■ **WHAT YOU NEED TO DO**: Return the lines below word for word, leaving the pictures out of your answer.

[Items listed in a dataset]
☆ ☆ ☆ ☆ ☆
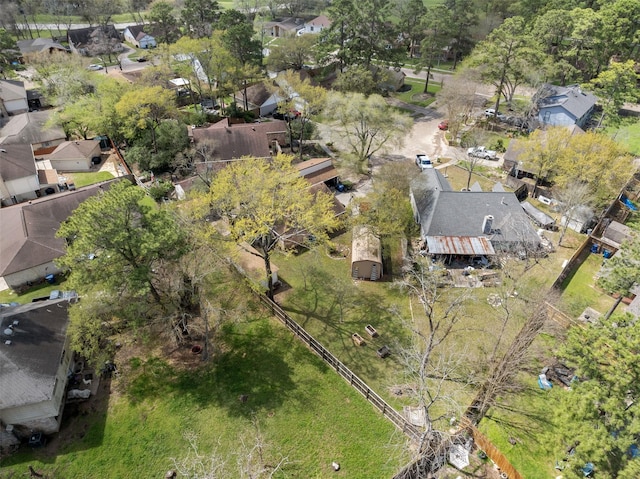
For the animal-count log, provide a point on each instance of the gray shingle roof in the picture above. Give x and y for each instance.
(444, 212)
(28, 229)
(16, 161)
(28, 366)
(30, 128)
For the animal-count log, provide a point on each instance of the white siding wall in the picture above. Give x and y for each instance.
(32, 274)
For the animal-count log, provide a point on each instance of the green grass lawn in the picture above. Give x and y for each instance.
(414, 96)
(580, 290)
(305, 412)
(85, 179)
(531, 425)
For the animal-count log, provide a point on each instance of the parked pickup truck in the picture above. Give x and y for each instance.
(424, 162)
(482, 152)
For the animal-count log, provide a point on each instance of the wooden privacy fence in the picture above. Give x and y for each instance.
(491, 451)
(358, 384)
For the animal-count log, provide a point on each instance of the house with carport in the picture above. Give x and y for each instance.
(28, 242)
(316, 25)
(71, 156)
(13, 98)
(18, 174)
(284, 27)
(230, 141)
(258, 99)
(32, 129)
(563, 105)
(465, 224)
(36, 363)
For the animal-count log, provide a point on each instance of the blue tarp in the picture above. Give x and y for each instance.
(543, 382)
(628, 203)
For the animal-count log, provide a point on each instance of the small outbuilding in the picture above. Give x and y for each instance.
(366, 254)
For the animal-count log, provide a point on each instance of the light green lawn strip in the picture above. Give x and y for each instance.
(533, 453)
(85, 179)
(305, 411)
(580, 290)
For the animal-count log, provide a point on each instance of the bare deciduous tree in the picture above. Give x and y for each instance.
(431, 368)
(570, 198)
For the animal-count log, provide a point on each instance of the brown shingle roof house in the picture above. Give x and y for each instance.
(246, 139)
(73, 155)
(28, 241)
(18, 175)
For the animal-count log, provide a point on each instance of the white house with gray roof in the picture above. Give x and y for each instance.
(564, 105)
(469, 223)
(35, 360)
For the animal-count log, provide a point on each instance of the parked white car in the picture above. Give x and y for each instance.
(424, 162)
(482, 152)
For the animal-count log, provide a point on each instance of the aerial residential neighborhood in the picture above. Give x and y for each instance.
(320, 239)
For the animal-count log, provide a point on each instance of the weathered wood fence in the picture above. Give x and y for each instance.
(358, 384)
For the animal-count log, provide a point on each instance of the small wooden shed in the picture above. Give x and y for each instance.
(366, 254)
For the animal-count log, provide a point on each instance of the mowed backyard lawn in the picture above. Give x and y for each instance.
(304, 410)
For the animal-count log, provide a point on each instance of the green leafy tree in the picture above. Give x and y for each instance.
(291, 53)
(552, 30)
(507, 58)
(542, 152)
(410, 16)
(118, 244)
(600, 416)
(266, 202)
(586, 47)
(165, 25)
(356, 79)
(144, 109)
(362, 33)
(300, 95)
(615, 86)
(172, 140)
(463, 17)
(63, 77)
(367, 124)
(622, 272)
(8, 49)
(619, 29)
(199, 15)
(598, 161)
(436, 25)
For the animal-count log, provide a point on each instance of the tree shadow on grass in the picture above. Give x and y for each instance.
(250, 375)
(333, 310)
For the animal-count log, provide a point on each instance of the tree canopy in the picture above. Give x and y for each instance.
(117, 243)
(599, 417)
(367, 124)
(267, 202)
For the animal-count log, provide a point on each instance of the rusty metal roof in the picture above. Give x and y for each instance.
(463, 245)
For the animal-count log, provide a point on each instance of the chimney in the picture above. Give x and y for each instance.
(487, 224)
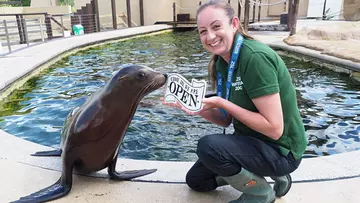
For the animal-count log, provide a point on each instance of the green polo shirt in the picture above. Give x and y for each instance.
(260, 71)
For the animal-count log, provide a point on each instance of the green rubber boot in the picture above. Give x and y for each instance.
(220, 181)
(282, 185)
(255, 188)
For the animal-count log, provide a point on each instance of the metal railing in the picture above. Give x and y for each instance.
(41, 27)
☆ ☆ ☆ ☆ ☆
■ **EXERCISE ANSWER**:
For the animal-count log, provide a point on each instance of the gray shingle roof in the picture above. Give x and y for each instance.
(444, 212)
(28, 229)
(16, 161)
(28, 366)
(30, 128)
For the animal-count log, provide a point on each instance of the white siding wall in the picture above. Give x and y for each instance.
(32, 274)
For the animal-count log, provide a point on each instance of the green grass lawn in the picture above. Give x and y for each instance.
(414, 96)
(580, 290)
(305, 412)
(85, 179)
(531, 425)
For the animal-count log, provide a point on each instance of the parked pickup truck in the picture above. Give x and y for each instance.
(424, 162)
(482, 152)
For the animal-count log, provide a point on each instance of the wooden privacy fence in the picture above. Give x and y for each instance.
(491, 451)
(358, 384)
For the animal-count log, provide a point on each instance of the house with carport in the picture above. Give x and y for each instance.
(28, 242)
(316, 25)
(71, 156)
(13, 98)
(18, 174)
(284, 27)
(230, 141)
(258, 99)
(32, 129)
(563, 105)
(465, 224)
(36, 363)
For the animal-count log, provide a point on each instance of the blue tarp in the picture above. Give x and y for each instance.
(543, 382)
(628, 203)
For the animal-count log, provide a point on each instance of the small outbuilding in the picture above. Give x and y for each instance.
(366, 254)
For the animal-count log, provide a point on each instance of the light green lawn strip in the picture above. Give x and y for each instance.
(533, 453)
(85, 179)
(305, 411)
(580, 290)
For the animal-count log, provide a point on each instance of the bare deciduous tree in the picture above. Give x and y for each instance.
(431, 368)
(570, 198)
For the animal-count log, provide a point on each instance of the brown shingle roof house in the picture above. Give x and y for each instance.
(246, 139)
(73, 155)
(28, 241)
(18, 175)
For the animal-count log, provide a point on each instance of the white house with gray roof in the picture above. Give x and y for each instance.
(564, 105)
(469, 223)
(35, 360)
For the animal-count log, provide a point on each instance of the parked white car in the picture above. Give x and y for each instance.
(424, 162)
(482, 152)
For the animal-count log, provide a point on each instance of the aerial residential neighborhood in the picture above. Give x and y for each instance.
(320, 239)
For the animal-count log, provide a point on each instance of the weathered wood fence in the picture above. Give x and y for each instance.
(358, 384)
For the animal-count log, provide a point on each instance of the small wooden shed in the picture above. Give x and y for each instance.
(366, 254)
For the animal-count log, provide a point on each instance of the mowed backyard lawn in the picture above. Give x and y for each instance.
(304, 410)
For the animal-count log, provide a point on each instance of the green leafy tree in the picture above. Give x and y for each instance.
(291, 53)
(552, 30)
(507, 58)
(542, 152)
(410, 16)
(118, 244)
(600, 416)
(266, 202)
(586, 47)
(165, 25)
(356, 79)
(144, 109)
(362, 33)
(300, 95)
(615, 86)
(172, 140)
(463, 17)
(63, 77)
(367, 124)
(622, 272)
(8, 49)
(619, 29)
(199, 15)
(598, 161)
(436, 25)
For the animal-count log, provide a point on each instance of the tree shadow on grass in the picture above. Give x and y for each instance.
(250, 375)
(333, 310)
For the animal-count log, provide a point on each instance of the tree canopy in the picture above. Give x and y for each instance.
(117, 243)
(599, 417)
(367, 124)
(267, 202)
For the animal-count log, provide a point on each instance of the rusty metal roof in the picture above. Give x and y for each instance.
(463, 245)
For the animal-count log, provide a point on each instance of the chimney in the picture above. Give x and y for each instance.
(487, 224)
For the animal-count log, provide a point on each instance of the green polo shirt in the picture above. Give x and y for each instance.
(260, 71)
For the animal-count log, provide a point on each instance of the green rubber boot in the picture above. Give x and y for each instance.
(220, 181)
(282, 185)
(255, 188)
For the animal-count log, provide a point on each instance of the metal railing in the picture above. Give x and y for each instance.
(41, 27)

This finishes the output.